• _IHRE AUFGABEN_
(1) Woran entscheidet sich laut dem Text über Fürsorge für den Partner der Unterschied zwischen Helfen und Bemuttern?
(2) Schreiben Sie den Text über Fürsorge für den Partner im Anschluss an seinen letzten Satz weiter.

• _ZU PRÜFENDER TEXT_
Helfen statt bemuttern: Grenzen in der Fürsorge für den Partner

Fürsorge ist eine schöne Seite der Liebe, doch sie kippt, wenn aus Helfen unbemerkt Bemuttern wird. Wer dem Partner ständig Aufgaben abnimmt und Probleme vorausahnt, schützt ihn nicht, sondern entwürdigt ihn leise. So wird aus Zuneigung ein Ungleichgewicht, das beide belastet.

Der Unterschied liegt in der Frage, ob deine Hilfe eingeladen war. Echte Unterstützung beginnt dort, wo jemand sie sich wünscht. Sprich es aus: Brauchst du Hilfe oder möchtest du es selbst versuchen? Diese Rückfrage ist Respekt und gibt dem anderen Raum.

• _AUSZUG AUS DATENSATZ_
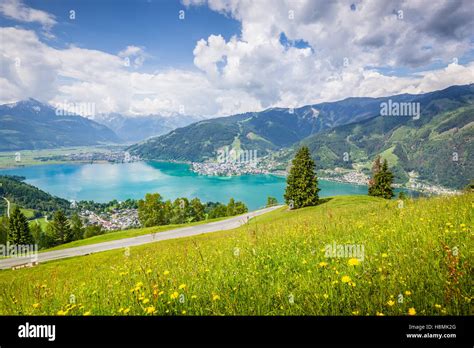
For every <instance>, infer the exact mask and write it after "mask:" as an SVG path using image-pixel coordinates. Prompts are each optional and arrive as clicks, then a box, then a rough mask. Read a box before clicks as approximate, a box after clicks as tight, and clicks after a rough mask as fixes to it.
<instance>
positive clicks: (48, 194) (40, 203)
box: [0, 175, 71, 217]
mask: <svg viewBox="0 0 474 348" xmlns="http://www.w3.org/2000/svg"><path fill="white" fill-rule="evenodd" d="M24 179H25V178H23V177H17V176H6V175H0V215H4V214H5V211H6V208H7V204H6V202H5V200H4V199H3V198H1V197H5V198H7V199H8V200H9V201H10V202H11V203H12V205H13V204H17V205H19V206H21V207H23V208H28V209H29V212H30V215H34V214H35V212H33V209H34V210H35V211H36V212H37V213H38V214H39V215H42V214H41V213H46V212H53V211H56V210H66V211H68V210H69V209H70V205H71V203H70V202H69V201H67V200H66V199H63V198H58V197H54V196H51V195H50V194H49V193H46V192H44V191H42V190H40V189H38V188H37V187H34V186H32V185H30V184H27V183H25V182H23V180H24ZM28 217H32V216H28Z"/></svg>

• _LÖSUNGEN IM ÜBERBLICK_
(1) An der Frage, ob die Hilfe eingeladen war.

(2)
Achte auf dein eigenes Motiv. Hilfst du, weil es dem anderen guttut, oder weil du gebraucht werden willst? Manches Bemuttern entspringt der Angst, überflüssig zu sein. Wer das erkennt, kann loslassen und vertrauen, dass der Partner zurechtkommt.

Stellt das Gleichgewicht immer wieder neu her. In Krisen trägt mal der eine, mal der andere mehr, das ist normal. Gefährlich wird nur die Dauerlösung, in der einer dauerhaft fürsorgt und der andere versorgt wird.